GECITEERDE TEKST:
= = =

Ga naar hoofdinhoud

Van jas naar tas: unieke shoppers gemaakt van het zwarte uitruktenue

“Kunnen jullie ‘iets’ met onze oude zwarte uitruktenues?” Met die vraag klopte collega Arie Smedinga een tijdje geleden aan bij Werkbedrijf Eemsdelta. Deze vraag leidde uiteindelijk tot de unieke tassen die alle VRG-collega’s nu thuis hebben liggen. Een vernieuwend project, zowel voor het werkbedrijf als voor de VRG. “Wij zijn de eerste veiligheidsregio die op zo’n grote schaal de pakken recyclen.”

Benieuwd hoe de tassen in elkaar zijn gezet? Kijk dan onderstaande video:

Klik op deze link voor de ondertitelde versie van de video.

Wie voor het eerst rondloopt in het enorme pand van Werkbedrijf Eemsdelta, in Appingedam, kijkt de ogen uit. In grote hallen zijn de medewerkers bezig met uiteenlopende werkzaamheden: van het verpakken van verschillende producten en het werken met elektronica tot het stofferen van meubels en het repareren van fietsen. En dan is er, niet te vergeten, nog het naai-atelier, waar onze eigen tassen zijn gemaakt. Achterin de ruimte staan twee kasten speciaal voor Brandweer Groningen. In de ene kast zitten de naaibenodigdheden voor het repareren van de kaki bluspakken en in de andere kast die voor de rode. Al zo’n zes jaar verzorgt het werkbedrijf namelijk de reparaties van de Groningse uitruktenues.

= = =

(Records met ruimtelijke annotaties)
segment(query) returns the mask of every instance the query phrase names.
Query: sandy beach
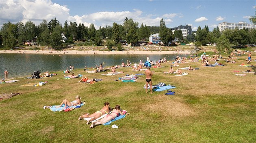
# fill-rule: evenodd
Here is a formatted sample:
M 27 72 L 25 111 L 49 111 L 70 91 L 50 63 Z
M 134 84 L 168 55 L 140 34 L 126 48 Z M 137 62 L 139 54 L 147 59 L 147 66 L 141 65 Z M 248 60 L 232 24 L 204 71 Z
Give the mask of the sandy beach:
M 189 54 L 189 50 L 179 51 L 178 53 L 174 51 L 142 51 L 129 50 L 127 51 L 104 51 L 99 50 L 62 50 L 52 51 L 39 50 L 0 50 L 0 53 L 19 53 L 19 54 L 56 54 L 56 55 L 121 55 L 121 54 L 135 54 L 135 55 L 154 55 L 154 54 Z

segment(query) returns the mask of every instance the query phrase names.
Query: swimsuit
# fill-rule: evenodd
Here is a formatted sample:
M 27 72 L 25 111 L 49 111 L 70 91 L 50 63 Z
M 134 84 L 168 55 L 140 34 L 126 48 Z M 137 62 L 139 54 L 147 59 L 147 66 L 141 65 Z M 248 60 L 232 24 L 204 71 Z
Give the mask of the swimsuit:
M 150 81 L 151 81 L 151 79 L 146 79 L 146 81 L 148 82 L 149 82 Z
M 100 111 L 97 111 L 96 112 L 96 113 L 100 113 L 100 115 L 101 115 L 101 116 L 102 116 L 102 112 L 101 112 Z
M 119 113 L 115 113 L 115 112 L 112 112 L 112 113 L 115 113 L 115 114 L 117 114 L 117 117 L 118 117 L 118 116 L 119 116 Z M 113 117 L 113 120 L 115 119 L 115 118 L 114 118 L 114 116 L 113 116 L 112 115 L 107 115 L 106 117 L 107 117 L 107 118 L 108 118 L 108 117 L 109 117 L 110 116 L 112 116 L 112 117 Z
M 105 110 L 103 110 L 103 109 L 101 109 L 101 110 L 102 110 L 102 111 L 104 111 L 105 112 L 105 113 L 106 113 L 106 113 L 107 113 L 107 111 L 105 111 Z M 102 115 L 103 115 L 103 114 L 102 114 L 102 112 L 100 111 L 100 111 L 96 111 L 96 113 L 99 113 L 100 114 L 100 115 L 101 115 L 101 116 L 102 116 Z

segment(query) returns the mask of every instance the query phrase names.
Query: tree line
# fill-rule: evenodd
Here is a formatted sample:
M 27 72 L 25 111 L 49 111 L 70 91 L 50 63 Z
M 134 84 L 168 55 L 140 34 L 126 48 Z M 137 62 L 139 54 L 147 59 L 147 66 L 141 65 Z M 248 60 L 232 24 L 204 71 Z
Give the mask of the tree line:
M 256 22 L 255 17 L 252 17 L 250 19 L 253 23 Z M 0 30 L 0 45 L 2 44 L 4 47 L 13 48 L 17 44 L 22 45 L 26 40 L 31 40 L 37 36 L 38 42 L 58 49 L 61 48 L 61 34 L 63 34 L 67 38 L 66 43 L 83 40 L 100 46 L 102 43 L 102 40 L 105 39 L 106 46 L 111 49 L 112 46 L 118 46 L 120 40 L 126 40 L 132 46 L 135 46 L 138 41 L 148 40 L 151 34 L 158 33 L 165 46 L 168 45 L 175 40 L 185 43 L 195 42 L 197 46 L 206 45 L 209 43 L 217 43 L 222 35 L 225 36 L 222 38 L 224 37 L 230 43 L 236 46 L 256 44 L 255 29 L 226 29 L 221 33 L 218 27 L 210 32 L 208 26 L 206 25 L 202 29 L 199 26 L 195 32 L 184 39 L 180 29 L 173 33 L 170 28 L 166 27 L 163 19 L 160 22 L 159 26 L 147 26 L 142 23 L 139 27 L 138 22 L 126 17 L 122 24 L 114 22 L 112 26 L 100 26 L 98 29 L 95 29 L 93 24 L 88 27 L 83 23 L 78 24 L 75 22 L 67 21 L 63 27 L 56 18 L 49 22 L 43 20 L 38 25 L 30 21 L 25 23 L 19 22 L 13 24 L 9 22 L 4 23 Z

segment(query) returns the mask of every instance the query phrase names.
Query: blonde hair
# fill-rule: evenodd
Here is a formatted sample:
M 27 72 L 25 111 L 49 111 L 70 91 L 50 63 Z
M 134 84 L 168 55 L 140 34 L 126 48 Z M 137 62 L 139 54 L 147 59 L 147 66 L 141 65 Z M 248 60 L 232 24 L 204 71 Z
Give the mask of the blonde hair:
M 79 95 L 76 95 L 76 98 L 78 98 L 80 100 L 81 100 L 81 99 L 82 99 L 81 97 L 80 97 Z

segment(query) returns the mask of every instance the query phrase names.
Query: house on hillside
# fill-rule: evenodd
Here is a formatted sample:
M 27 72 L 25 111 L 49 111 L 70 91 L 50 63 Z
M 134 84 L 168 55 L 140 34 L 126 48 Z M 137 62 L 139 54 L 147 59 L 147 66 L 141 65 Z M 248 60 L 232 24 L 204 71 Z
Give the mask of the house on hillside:
M 36 36 L 32 38 L 31 40 L 28 40 L 29 42 L 31 43 L 36 43 L 37 41 L 37 37 Z
M 67 39 L 66 38 L 66 36 L 64 35 L 63 33 L 61 33 L 61 41 L 63 42 L 65 42 Z
M 149 39 L 150 43 L 152 42 L 153 44 L 159 44 L 162 42 L 161 38 L 159 37 L 158 33 L 150 35 Z

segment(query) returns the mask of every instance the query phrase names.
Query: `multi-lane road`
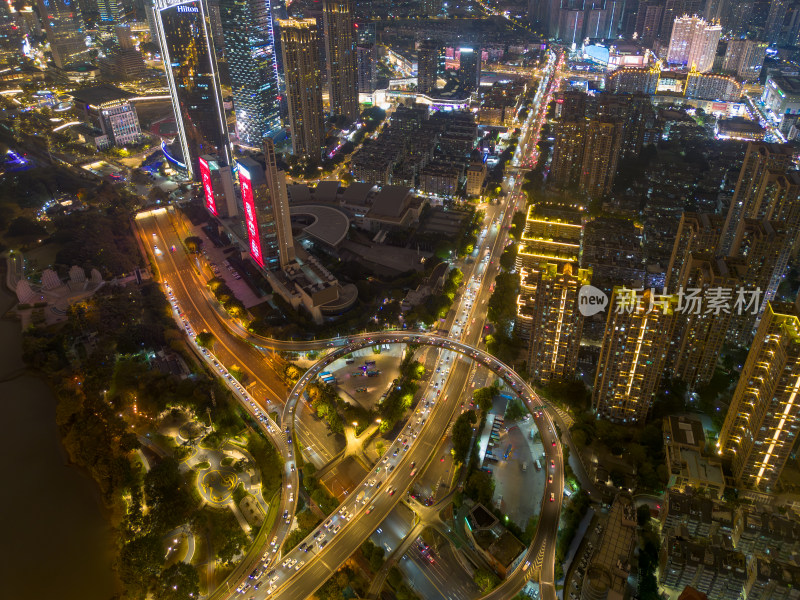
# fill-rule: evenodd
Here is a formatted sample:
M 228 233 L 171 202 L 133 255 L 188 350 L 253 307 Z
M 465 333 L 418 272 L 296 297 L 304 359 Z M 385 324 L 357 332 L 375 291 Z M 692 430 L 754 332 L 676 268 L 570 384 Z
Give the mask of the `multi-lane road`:
M 557 71 L 556 65 L 560 65 L 560 62 L 560 59 L 556 62 L 555 58 L 551 57 L 548 62 L 550 73 Z M 556 80 L 556 78 L 553 77 L 552 80 Z M 532 108 L 529 119 L 524 125 L 522 142 L 518 154 L 514 157 L 514 165 L 530 160 L 532 153 L 530 144 L 533 143 L 535 148 L 541 119 L 546 108 L 546 104 L 542 101 L 550 98 L 553 87 L 552 81 L 548 79 L 537 91 L 538 106 L 535 106 L 537 110 Z M 543 106 L 543 104 L 545 105 Z M 137 219 L 143 243 L 153 253 L 162 279 L 171 285 L 171 289 L 183 307 L 184 318 L 192 323 L 196 331 L 207 330 L 214 333 L 217 338 L 215 353 L 220 362 L 239 365 L 252 382 L 248 392 L 258 399 L 259 403 L 263 399 L 268 412 L 282 409 L 284 419 L 281 425 L 282 427 L 289 426 L 288 432 L 271 432 L 273 441 L 279 447 L 286 461 L 284 467 L 285 489 L 281 497 L 279 514 L 283 515 L 284 511 L 288 511 L 289 518 L 286 520 L 279 518 L 276 526 L 270 531 L 267 539 L 274 542 L 274 545 L 272 543 L 267 545 L 265 541 L 263 547 L 252 549 L 245 561 L 248 571 L 251 567 L 258 567 L 256 571 L 259 575 L 258 578 L 244 579 L 248 586 L 256 583 L 255 579 L 259 580 L 259 590 L 256 591 L 257 598 L 267 595 L 270 598 L 306 598 L 310 596 L 369 537 L 410 487 L 417 472 L 424 469 L 426 462 L 441 441 L 442 432 L 447 429 L 458 413 L 460 395 L 467 389 L 469 383 L 470 361 L 481 362 L 494 370 L 526 402 L 534 405 L 542 404 L 542 401 L 535 396 L 524 381 L 517 377 L 516 373 L 477 348 L 481 343 L 486 305 L 490 295 L 488 282 L 493 281 L 499 272 L 499 257 L 506 244 L 505 231 L 510 225 L 521 198 L 521 183 L 521 177 L 510 175 L 504 182 L 510 201 L 501 206 L 490 206 L 487 210 L 475 253 L 471 257 L 472 260 L 464 264 L 463 293 L 456 304 L 453 316 L 448 319 L 446 324 L 450 328 L 452 336 L 449 339 L 418 333 L 362 334 L 350 336 L 347 345 L 341 347 L 337 345 L 343 342 L 341 339 L 295 342 L 253 336 L 228 318 L 218 307 L 206 289 L 205 281 L 201 280 L 198 275 L 199 269 L 191 264 L 192 258 L 181 250 L 170 251 L 172 246 L 182 248 L 181 241 L 186 232 L 181 232 L 180 222 L 163 209 L 141 215 Z M 387 462 L 378 463 L 365 481 L 351 493 L 348 500 L 340 507 L 340 511 L 345 510 L 344 514 L 342 512 L 335 513 L 329 524 L 323 524 L 314 532 L 318 534 L 316 539 L 311 537 L 309 540 L 304 540 L 305 546 L 301 544 L 292 552 L 279 555 L 277 548 L 289 531 L 299 485 L 293 456 L 294 448 L 292 444 L 286 443 L 286 438 L 299 434 L 301 439 L 306 438 L 305 444 L 309 437 L 314 436 L 314 432 L 308 429 L 302 419 L 294 418 L 302 386 L 310 378 L 316 376 L 324 368 L 324 365 L 354 350 L 375 343 L 412 342 L 437 346 L 442 350 L 439 364 L 446 364 L 447 368 L 445 369 L 446 381 L 440 381 L 439 384 L 442 388 L 435 389 L 441 394 L 440 399 L 429 407 L 421 408 L 419 415 L 411 417 L 408 427 L 403 430 L 387 452 L 387 456 L 390 457 Z M 328 348 L 331 345 L 334 346 L 333 352 L 313 367 L 298 382 L 291 394 L 288 394 L 283 386 L 276 365 L 257 348 L 258 346 L 272 350 L 304 351 Z M 454 353 L 465 355 L 470 358 L 470 361 L 459 360 Z M 451 366 L 452 368 L 450 368 Z M 287 398 L 289 401 L 284 403 Z M 432 390 L 428 390 L 421 403 L 435 399 L 436 395 L 432 394 Z M 297 411 L 297 414 L 300 414 L 300 411 Z M 553 581 L 555 538 L 561 509 L 561 491 L 564 486 L 561 448 L 555 439 L 554 427 L 549 417 L 546 414 L 539 414 L 535 416 L 535 419 L 547 448 L 548 474 L 552 475 L 552 481 L 548 484 L 545 498 L 542 500 L 539 528 L 528 555 L 519 568 L 509 575 L 503 585 L 491 594 L 493 598 L 513 595 L 522 587 L 524 581 L 533 575 L 538 575 L 540 578 L 542 597 L 555 598 Z M 293 428 L 296 428 L 296 431 Z M 398 451 L 396 457 L 394 456 L 395 450 Z M 370 485 L 370 482 L 373 482 L 373 485 Z M 364 492 L 363 498 L 357 501 L 361 491 Z M 391 493 L 392 491 L 394 493 Z M 550 493 L 553 494 L 552 501 Z M 324 533 L 320 533 L 322 530 Z M 308 552 L 304 550 L 308 550 Z M 262 558 L 265 559 L 263 563 Z M 262 569 L 260 568 L 261 564 L 266 566 Z M 241 572 L 241 569 L 238 569 L 237 572 Z M 239 583 L 241 583 L 241 579 L 236 581 L 236 584 Z M 286 585 L 287 583 L 291 583 L 291 585 Z M 233 590 L 232 585 L 231 591 L 233 592 Z M 247 591 L 246 597 L 249 598 L 252 592 L 252 589 Z

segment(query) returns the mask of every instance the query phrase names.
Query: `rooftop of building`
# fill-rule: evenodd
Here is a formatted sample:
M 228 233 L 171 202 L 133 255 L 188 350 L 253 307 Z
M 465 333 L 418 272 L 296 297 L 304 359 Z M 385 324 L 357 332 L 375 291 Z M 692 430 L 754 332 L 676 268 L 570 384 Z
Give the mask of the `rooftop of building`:
M 119 102 L 133 98 L 134 94 L 127 92 L 114 85 L 103 84 L 75 90 L 70 94 L 76 102 L 102 106 L 109 102 Z
M 305 225 L 303 231 L 328 246 L 335 248 L 347 237 L 350 219 L 340 210 L 330 206 L 303 204 L 291 206 L 289 212 L 292 217 L 312 217 L 313 221 Z
M 706 436 L 700 419 L 687 416 L 670 416 L 664 423 L 665 442 L 702 449 Z

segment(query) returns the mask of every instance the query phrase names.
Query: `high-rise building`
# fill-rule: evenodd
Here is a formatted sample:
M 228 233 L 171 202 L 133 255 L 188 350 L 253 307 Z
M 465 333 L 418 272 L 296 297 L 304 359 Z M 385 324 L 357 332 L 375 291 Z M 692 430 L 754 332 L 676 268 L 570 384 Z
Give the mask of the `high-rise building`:
M 278 249 L 278 262 L 285 267 L 295 258 L 292 220 L 289 214 L 289 196 L 286 192 L 286 173 L 278 169 L 275 144 L 271 139 L 264 140 L 266 158 L 267 188 L 272 200 L 275 221 L 275 241 Z
M 765 142 L 747 145 L 736 190 L 728 208 L 719 254 L 730 253 L 737 227 L 745 218 L 761 219 L 770 214 L 768 199 L 764 199 L 770 172 L 784 173 L 791 163 L 792 151 L 789 146 Z
M 83 15 L 78 2 L 70 0 L 38 0 L 39 18 L 44 22 L 47 41 L 57 67 L 74 62 L 86 52 L 83 36 Z
M 735 301 L 745 276 L 740 259 L 701 253 L 689 257 L 678 286 L 683 306 L 675 315 L 674 357 L 670 361 L 673 374 L 686 382 L 689 391 L 707 384 L 716 371 L 732 317 L 723 301 Z M 714 304 L 712 297 L 720 303 Z
M 578 292 L 592 270 L 576 263 L 541 263 L 520 271 L 515 328 L 528 332 L 528 372 L 543 383 L 575 376 L 583 316 Z
M 757 81 L 764 66 L 767 46 L 766 42 L 757 40 L 730 40 L 722 70 L 735 73 L 745 81 Z
M 740 485 L 773 491 L 800 419 L 800 310 L 769 303 L 750 346 L 717 450 Z
M 271 2 L 219 0 L 236 136 L 249 146 L 281 130 Z
M 156 0 L 155 20 L 172 107 L 179 156 L 168 157 L 198 177 L 204 154 L 231 166 L 228 125 L 205 0 Z
M 669 40 L 667 63 L 700 73 L 709 71 L 714 65 L 721 34 L 720 25 L 707 23 L 701 17 L 677 17 Z
M 764 25 L 764 39 L 769 44 L 776 44 L 781 41 L 783 23 L 786 20 L 786 11 L 789 7 L 787 0 L 771 0 L 769 3 L 769 13 L 767 22 Z
M 294 259 L 294 243 L 286 179 L 275 167 L 275 150 L 269 138 L 265 140 L 265 151 L 266 169 L 252 158 L 237 162 L 250 258 L 271 271 Z
M 427 94 L 436 89 L 442 47 L 435 40 L 422 40 L 417 50 L 417 91 Z
M 358 92 L 371 94 L 378 87 L 377 48 L 375 44 L 359 44 L 356 46 L 358 58 Z
M 353 0 L 323 0 L 322 6 L 331 112 L 351 121 L 359 115 L 353 4 Z
M 675 234 L 675 245 L 667 267 L 665 286 L 670 294 L 678 291 L 688 278 L 692 254 L 717 255 L 717 246 L 725 220 L 713 214 L 684 212 Z
M 458 49 L 458 76 L 468 90 L 477 90 L 481 84 L 481 49 L 461 47 Z
M 588 198 L 600 198 L 611 191 L 622 147 L 622 122 L 593 119 L 586 128 L 586 146 L 578 181 Z
M 292 152 L 319 161 L 325 141 L 322 77 L 314 19 L 279 21 Z
M 676 298 L 614 288 L 597 362 L 592 405 L 617 423 L 644 421 L 670 346 Z

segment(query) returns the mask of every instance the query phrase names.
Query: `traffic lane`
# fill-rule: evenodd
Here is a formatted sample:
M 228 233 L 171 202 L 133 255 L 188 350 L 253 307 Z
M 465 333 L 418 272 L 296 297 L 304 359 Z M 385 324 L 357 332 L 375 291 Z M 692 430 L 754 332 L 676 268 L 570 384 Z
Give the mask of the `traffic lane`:
M 455 389 L 460 389 L 460 387 L 463 387 L 467 372 L 468 369 L 466 368 L 454 368 L 452 370 L 450 380 L 448 380 L 448 386 L 453 385 Z M 417 439 L 410 445 L 409 450 L 405 453 L 406 458 L 398 463 L 398 466 L 394 472 L 389 474 L 385 480 L 385 483 L 383 484 L 385 489 L 390 487 L 398 487 L 395 494 L 389 495 L 385 491 L 376 493 L 375 496 L 372 497 L 375 509 L 371 511 L 370 514 L 366 514 L 366 512 L 362 509 L 359 513 L 356 513 L 356 516 L 353 517 L 351 522 L 342 524 L 341 531 L 329 541 L 326 548 L 317 553 L 317 555 L 308 563 L 309 565 L 313 566 L 318 562 L 325 562 L 332 567 L 335 565 L 335 570 L 341 566 L 344 560 L 346 560 L 347 557 L 349 557 L 350 554 L 352 554 L 352 552 L 358 548 L 358 546 L 361 544 L 361 541 L 367 537 L 367 535 L 364 535 L 364 532 L 373 531 L 377 527 L 377 523 L 386 517 L 389 509 L 399 502 L 402 494 L 405 493 L 412 483 L 411 478 L 403 469 L 408 468 L 411 462 L 422 464 L 423 461 L 427 459 L 430 452 L 435 447 L 441 431 L 451 420 L 456 402 L 453 399 L 450 400 L 450 403 L 450 406 L 447 406 L 445 402 L 437 402 L 434 404 L 433 414 L 428 418 L 426 425 L 421 428 Z M 369 504 L 369 501 L 367 501 L 367 504 Z M 349 551 L 346 552 L 344 550 L 345 548 L 349 548 Z M 342 556 L 343 558 L 341 558 Z M 341 560 L 339 560 L 340 558 Z M 305 573 L 308 572 L 308 569 L 304 569 L 302 572 L 305 575 Z M 310 596 L 325 582 L 325 580 L 319 581 L 305 576 L 300 579 L 295 579 L 282 581 L 282 587 L 275 592 L 275 597 L 304 597 L 294 595 L 295 590 L 299 589 L 302 589 L 304 594 Z M 289 581 L 294 581 L 293 585 L 285 585 Z M 291 588 L 291 593 L 287 591 L 289 588 Z
M 170 283 L 173 293 L 178 299 L 179 304 L 184 312 L 195 320 L 193 323 L 195 331 L 202 331 L 203 329 L 211 332 L 217 338 L 215 343 L 215 352 L 218 354 L 220 346 L 227 352 L 226 359 L 228 365 L 240 364 L 242 369 L 248 374 L 252 381 L 257 382 L 264 393 L 270 394 L 275 399 L 282 399 L 286 395 L 286 388 L 283 382 L 277 375 L 277 372 L 271 365 L 263 360 L 262 355 L 255 350 L 250 344 L 243 342 L 239 337 L 231 334 L 227 328 L 219 322 L 219 315 L 215 310 L 209 307 L 207 302 L 198 299 L 197 293 L 192 293 L 190 288 L 196 286 L 196 280 L 192 275 L 192 267 L 188 263 L 188 257 L 182 252 L 180 246 L 176 245 L 176 251 L 171 252 L 168 244 L 171 246 L 170 237 L 165 233 L 172 231 L 172 226 L 168 222 L 159 220 L 167 219 L 166 212 L 161 215 L 150 215 L 143 219 L 137 219 L 142 225 L 142 230 L 145 232 L 145 243 L 153 243 L 152 240 L 164 241 L 164 249 L 160 256 L 156 256 L 156 263 L 161 272 L 162 279 Z M 163 225 L 163 226 L 162 226 Z M 168 229 L 167 229 L 168 228 Z M 156 234 L 155 237 L 152 234 Z M 180 240 L 177 240 L 180 244 Z M 158 245 L 157 242 L 155 245 Z M 159 246 L 159 249 L 160 246 Z M 199 294 L 203 296 L 202 292 Z M 202 327 L 197 325 L 202 323 Z M 271 371 L 271 372 L 270 372 Z M 272 375 L 269 382 L 264 380 L 265 375 Z M 261 390 L 259 390 L 261 391 Z M 256 395 L 257 394 L 257 395 Z M 261 393 L 254 393 L 255 400 L 258 404 L 264 406 Z

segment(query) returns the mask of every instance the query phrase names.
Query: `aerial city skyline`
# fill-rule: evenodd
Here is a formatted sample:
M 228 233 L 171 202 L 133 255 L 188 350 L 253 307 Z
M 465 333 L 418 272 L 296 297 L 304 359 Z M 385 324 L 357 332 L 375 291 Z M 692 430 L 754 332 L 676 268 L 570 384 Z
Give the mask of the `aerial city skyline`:
M 800 2 L 9 0 L 0 61 L 10 597 L 795 597 Z

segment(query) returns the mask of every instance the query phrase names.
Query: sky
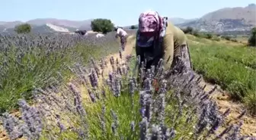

= = =

OPDRACHTEN:
A. Beantwoord over de tekst over de tassen van oude uitruktenues:
(i) Welke collega klopte met de vraag over de oude zwarte uitruktenues aan bij Werkbedrijf Eemsdelta?
(ii) In welke plaats staat het pand van Werkbedrijf Eemsdelta?
(iii) Hoe lang verzorgt het werkbedrijf al de reparaties van de Groningse uitruktenues?
B. Kun je de tekst over de tassen van oude uitruktenues voortzetten met een volgende alinea, te beginnen na de laatste zin?
De records hebben niets te maken met de tekst over de tassen van oude uitruktenues.

ANTWOORDEN:
A.
(i) Arie Smedinga
(ii) Appingedam
(iii) Al zo'n zes jaar

B.
Emotionele waarde

Maar zo’n driekwart jaar geleden klopte Arie Smedinga, vakspecialist Techniek en Ondersteuning, met een hele andere vraag aan bij het werkbedrijf: kunnen jullie ‘iets’ met onze oude zwarte uitruktenues? Arie: “Binnen de werkgroep die bezig was met de rode pakken kwam de vraag omhoog: kunnen we niet iets laten maken van de oude pakken? Voor veel mensen zit er namelijk emotionele waarde aan dat uitruktenue, want daar hebben ze jarenlang in rondgelopen. En iedereen heeft de pakken moeten inleveren, dus wat zou het mooi zijn als ze daar op de een of andere manier nog iets van terugzien dat ze ook daadwerkelijk kunnen gebruiken.”

“Normaal gesproken maken wij als naai-atelier werkkleding, zoals overalls, labjassen en bodywarmers”, vertelt Louis Sikkema, teamleider van de afdeling productie van het werkbedrijf. “Dus de vraag van Arie was opeens heel wat anders. Maar wij kijken altijd wat er mogelijk is. We zijn eerst eens bij onze naaisters gaan navragen wat voor ideeën zij hadden en kwamen al snel uit bij een tas. We hebben verschillende prototypes gemaakt en gepresenteerd aan Arie: een shopper, een laptoptas en een rugzak. Uiteindelijk is de keuze gevallen op de shopper, omdat zo’n tas door iedereen is te gebruiken.”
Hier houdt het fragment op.